[Directions]: Continue the reflection on fairness and the Gospel from the point where it stops.

[Reading text]:
- - - -

You can probably imagine how our meeting went. He thought she was an insufferable dictator while she thought she was he was a ne’er do well. And so when I met with them they both tried to convince me that the other was wrong. I suggested that they move beyond how they were raised in their families and decide how they wanted their family would spend Saturday morning. It was a hard discussion and truthfully I’m no longer in contact with them. But I hope they found a way forward that worked for their family.

And here’s my other hope: I don’t hope that he “won” and they spent the morning eating bacon and eggs. Likewise I don’t hope that she “won” and by noon on Saturday the house was spotless. This happened over twenty years ago and I hope they found a path that made Saturday mornings sane. But even more I hope their discussions, negotiations, and solutions made them understand that as followers of Christ they were called to move beyond their understanding and honestly find a path forward that honored both of them. And I didn’t want them to find a compromise that simply divided their anger. I wanted them to find a path that brought both of them closer to each other and, frankly, closer to God.

In a funny way, I think this sets the table for the Gospel. I know this will cause some blowback, but I believe that God is not fair. Because honestly, fairness is really a childlike value. The phrase “That’s not fair” normally happens only on primary school playgrounds (or, in the last 8 months, in the Oval Office). Children obsess with fairness: they make certain that they receive as much ice cream as their siblings, or as nice a bike as their best friend.

- - - -

[Source material]:
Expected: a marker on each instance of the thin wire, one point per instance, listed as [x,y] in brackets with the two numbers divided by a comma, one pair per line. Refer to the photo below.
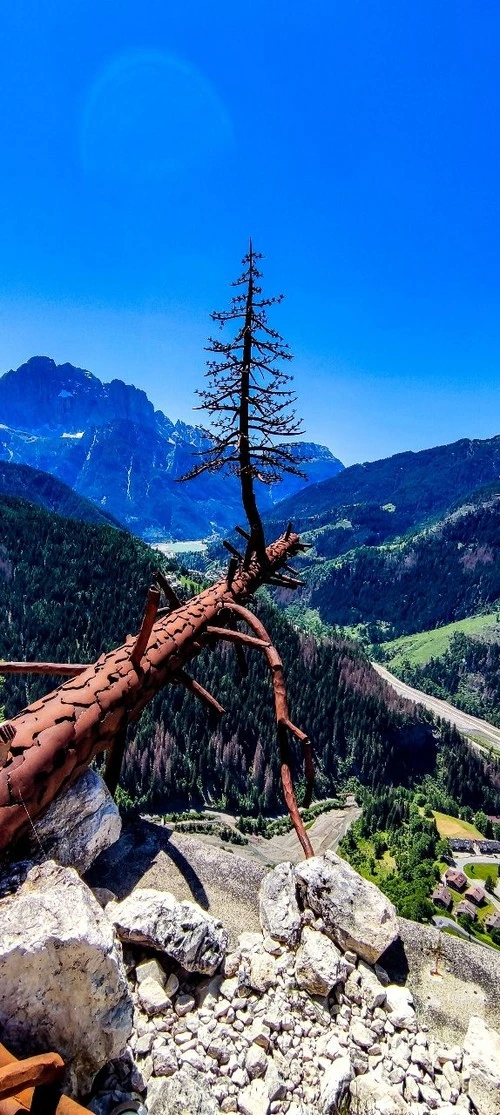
[31,823]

- - - -

[Result of the task]:
But children have little or no idea about justice. Fairness gives no awareness of the possibility that one child does not love ice cream or another wants a bicycle more than anything else.

And this Gospel gives us no respect for childlike fairness. God’s justice makes fairness silly. When the workers agreed to a full day’s wages for a full day’s work, it was fair. And it was just. None of those who worked a full day could reasonably complain to the landowner about being cheated because they agreed to their pay. They were fine until the landowner paid the part time workers the same they were paid. Only then did the full day workers feel they were cheated, that the landowner was being unfair.

The challenge of today’s readings rests on the call to understand God’s ways. When Isaiah tells us that God’s ways are not our ways it doesn’t call us to complacency but instead calls us to seek and understand God’s ways, even when they appear unfair. Just as the landowner’s generosity speaks to his justice, we are called to be OK with God’s generosity with others.

Far and away the most painful conversations I’ve had revolved around who is saved and who is condemned. Two weeks ago I the story of a woman who grew angry with me when I suggested that couples who use birth control aren’t necessarily condemned to eternal punishment. She and her husband regularly taught classes in Natural Family Planning (NFP), a method of avoiding (or choosing) pregnancy without the use of artificial birth control. I never knew this for certain, but it always seemed to me that she found NFP a necessary burden for salvation. My suggestion basically threw her entire world into chaos because I was telling her that her sacrifice gained her nothing. And more chillingly, it appeared to me that part of her enjoyment in Heaven included seeing others suffering because they didn’t make her sacrifice.

I hope I’m wrong about her. A few years ago I received word that she passed away. If her view of God’s justice (or fairness) was as limited as the full day workers in the Gospel, I fear for her. I pray that when I see her in Heaven she’ll tell me that her love for God is greater than her demand for fairness.